Latham Saddler, a former Navy SEAL officer, will receive the Blue Key Young Alumnus Award.
Recipients of the AT&T Student Leadership Award, the Richard B. Russell Student Leadership Award and the Tucker Dorsey Memorial Scholarship will be announced during the banquet. The 2018-2019 Blue Key initiates also will be recognized.
The Blue Key Honor Society is a national organization whose members are committed to leadership in student life, high scholastic achievement, service to others and citizenship. Established in 1924 at the University of Florida, the organization’s second chapter was established at UGA in 1926.
Banquet tickets are $30 for individuals. Sponsored eight-seat silver tables are $300, and eight-seat gold tables are $500. To reserve tickets, contact Janet Lance at 706-542-0017. The RSVP deadline is Sept. 7.
The award recipients are:
As vice provost for diversity and inclusion and strategic university initiatives at UGA, Cook plans and implements programs that span units across campus while leading the Office of Institutional Diversity.
Prior to being appointed vice provost, she served as associate provost for institutional diversity for six years. During this time, UGA received national recognition for its work in diversity, and the Certificate in Diversity and Inclusion, which is administered by her office, has been commended as a model to emulate.
Cook has played a vital role in elevating the recruitment, retention and success of underrepresented minority students on campus. She is the co-principal investigator on the NSF-funded Peach State Louis Stokes Alliance for Minority Participation program, which has helped quadruple the number of degrees conferred to underrepresented minorities in STEM fields at UGA. She also serves as co-principal investigator for the NSF-funded Bridge to the Doctorate and as principal investigator for a University System of Georgia grant to support the recruitment and academic success of African American male students.
Cook holds a bachelor’s degree in history from Princeton, a master’s in African American studies from Yale and a doctorate in history from Duke.
Joe and Ann Frierson
Longtime supporters of the University of Georgia, the Friersons will be the first couple to receive a joint Blue Key Award.
Joe is the managing partner for private wealth management at Merrill Lynch, Pierce, Fenner & Smith Inc., where he has worked for 52 years. He served as a trustee of the UGA Foundation from 1998 to 2014 and chaired the Foundation’s Investment Committee from 2004 to 2014, during which time the endowment investment portfolio expanded from $375 million to $785 million. Joe was a longtime member of the Foundation Fellows Committee and has served as a member of the interview team for Foundation Fellows Interview Weekend for the past decade. In addition, he chaired the Lamar Dodd School of Art Board of Visitors from 2001 to 2011.

DATA TO PROCESS

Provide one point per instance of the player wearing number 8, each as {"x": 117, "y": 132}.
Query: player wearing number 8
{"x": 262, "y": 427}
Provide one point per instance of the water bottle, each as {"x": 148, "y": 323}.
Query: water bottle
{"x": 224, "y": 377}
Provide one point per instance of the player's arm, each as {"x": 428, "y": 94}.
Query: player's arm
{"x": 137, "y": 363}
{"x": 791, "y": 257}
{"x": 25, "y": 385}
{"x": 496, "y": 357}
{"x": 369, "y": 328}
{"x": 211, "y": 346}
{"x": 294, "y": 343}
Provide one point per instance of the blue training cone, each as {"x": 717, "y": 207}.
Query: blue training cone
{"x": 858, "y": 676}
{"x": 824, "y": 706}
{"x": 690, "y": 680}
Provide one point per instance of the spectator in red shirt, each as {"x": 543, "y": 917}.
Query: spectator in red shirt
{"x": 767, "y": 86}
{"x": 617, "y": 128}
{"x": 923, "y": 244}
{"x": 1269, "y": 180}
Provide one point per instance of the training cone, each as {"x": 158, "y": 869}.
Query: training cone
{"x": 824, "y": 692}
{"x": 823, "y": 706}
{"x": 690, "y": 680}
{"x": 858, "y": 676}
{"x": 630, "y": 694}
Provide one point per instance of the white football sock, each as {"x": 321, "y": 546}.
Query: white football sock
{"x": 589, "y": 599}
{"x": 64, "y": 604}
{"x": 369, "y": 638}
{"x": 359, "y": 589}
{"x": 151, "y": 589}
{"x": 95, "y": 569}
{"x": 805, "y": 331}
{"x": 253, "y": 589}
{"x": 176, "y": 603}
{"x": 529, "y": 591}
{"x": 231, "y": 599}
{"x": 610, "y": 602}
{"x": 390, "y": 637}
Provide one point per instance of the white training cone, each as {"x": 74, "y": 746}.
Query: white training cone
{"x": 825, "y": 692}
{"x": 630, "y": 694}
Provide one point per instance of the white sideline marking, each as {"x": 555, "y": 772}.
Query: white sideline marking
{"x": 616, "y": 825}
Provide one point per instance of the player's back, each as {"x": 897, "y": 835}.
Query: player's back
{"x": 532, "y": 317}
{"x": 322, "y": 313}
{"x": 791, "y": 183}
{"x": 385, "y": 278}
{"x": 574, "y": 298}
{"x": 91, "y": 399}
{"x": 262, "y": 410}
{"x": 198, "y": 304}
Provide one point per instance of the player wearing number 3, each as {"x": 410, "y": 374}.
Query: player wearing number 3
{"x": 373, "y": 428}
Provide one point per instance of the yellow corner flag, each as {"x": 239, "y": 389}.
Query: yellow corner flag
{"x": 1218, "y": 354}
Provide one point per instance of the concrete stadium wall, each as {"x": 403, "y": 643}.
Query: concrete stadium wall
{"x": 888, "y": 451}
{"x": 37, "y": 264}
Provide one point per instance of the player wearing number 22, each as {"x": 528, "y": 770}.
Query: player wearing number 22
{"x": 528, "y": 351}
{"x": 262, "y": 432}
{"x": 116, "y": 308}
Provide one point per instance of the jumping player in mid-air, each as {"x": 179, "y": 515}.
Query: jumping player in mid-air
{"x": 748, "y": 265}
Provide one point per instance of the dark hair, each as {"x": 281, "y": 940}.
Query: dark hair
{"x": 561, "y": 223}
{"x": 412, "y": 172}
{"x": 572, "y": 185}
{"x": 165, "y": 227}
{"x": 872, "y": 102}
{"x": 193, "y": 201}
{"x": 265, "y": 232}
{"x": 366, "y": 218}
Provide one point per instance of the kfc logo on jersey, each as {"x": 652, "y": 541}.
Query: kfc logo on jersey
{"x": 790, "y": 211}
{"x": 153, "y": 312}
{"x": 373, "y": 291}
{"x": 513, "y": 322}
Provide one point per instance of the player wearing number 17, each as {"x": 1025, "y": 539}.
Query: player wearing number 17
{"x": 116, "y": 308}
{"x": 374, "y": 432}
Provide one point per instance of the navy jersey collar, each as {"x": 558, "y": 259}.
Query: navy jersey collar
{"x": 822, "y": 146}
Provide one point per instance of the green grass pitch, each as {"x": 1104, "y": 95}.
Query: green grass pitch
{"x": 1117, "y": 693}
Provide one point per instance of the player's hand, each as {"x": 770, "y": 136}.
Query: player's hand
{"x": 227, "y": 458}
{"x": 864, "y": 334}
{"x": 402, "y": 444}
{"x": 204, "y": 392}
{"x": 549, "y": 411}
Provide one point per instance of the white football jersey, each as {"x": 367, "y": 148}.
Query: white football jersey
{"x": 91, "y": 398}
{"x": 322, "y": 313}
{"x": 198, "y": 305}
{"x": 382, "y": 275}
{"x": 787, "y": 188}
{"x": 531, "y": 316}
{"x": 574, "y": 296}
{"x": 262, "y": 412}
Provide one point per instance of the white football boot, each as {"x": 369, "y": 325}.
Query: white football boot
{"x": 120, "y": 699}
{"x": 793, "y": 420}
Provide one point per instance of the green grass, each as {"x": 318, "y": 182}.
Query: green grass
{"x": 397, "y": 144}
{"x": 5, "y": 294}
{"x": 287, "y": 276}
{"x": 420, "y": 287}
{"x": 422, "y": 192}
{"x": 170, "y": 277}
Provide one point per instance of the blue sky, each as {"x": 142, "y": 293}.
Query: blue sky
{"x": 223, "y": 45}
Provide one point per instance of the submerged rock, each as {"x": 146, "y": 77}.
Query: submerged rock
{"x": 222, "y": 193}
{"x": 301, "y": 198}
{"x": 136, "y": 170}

WORK TO DO
**A)** Retype from the Blue Key award announcement the part that opens with the words containing "Banquet tickets are" and closes with "model to emulate.".
**B)** Rewrite the listing from the line containing "Provide one point per instance of the green grass, each" through the end of the listing, both ends included. Keep every line, the requests too, and add -6 to each x and y coordinate in the answer points.

EXERCISE RESPONSES
**A)**
Banquet tickets are $30 for individuals. Sponsored eight-seat silver tables are $300, and eight-seat gold tables are $500. To reserve tickets, contact Janet Lance at 706-542-0017. The RSVP deadline is Sept. 7.
The award recipients are:
As vice provost for diversity and inclusion and strategic university initiatives at UGA, Cook plans and implements programs that span units across campus while leading the Office of Institutional Diversity.
Prior to being appointed vice provost, she served as associate provost for institutional diversity for six years. During this time, UGA received national recognition for its work in diversity, and the Certificate in Diversity and Inclusion, which is administered by her office, has been commended as a model to emulate.

**B)**
Provide one point per instance of the green grass, each as {"x": 318, "y": 182}.
Query: green grass
{"x": 391, "y": 138}
{"x": -1, "y": 288}
{"x": 281, "y": 270}
{"x": 414, "y": 281}
{"x": 416, "y": 186}
{"x": 164, "y": 271}
Provide one point per instance of the blue sky, each as {"x": 142, "y": 293}.
Query: blue sky
{"x": 217, "y": 39}
Provide one point per instance of the submerged rock, each as {"x": 146, "y": 77}.
Query: submerged rock
{"x": 216, "y": 187}
{"x": 295, "y": 192}
{"x": 130, "y": 164}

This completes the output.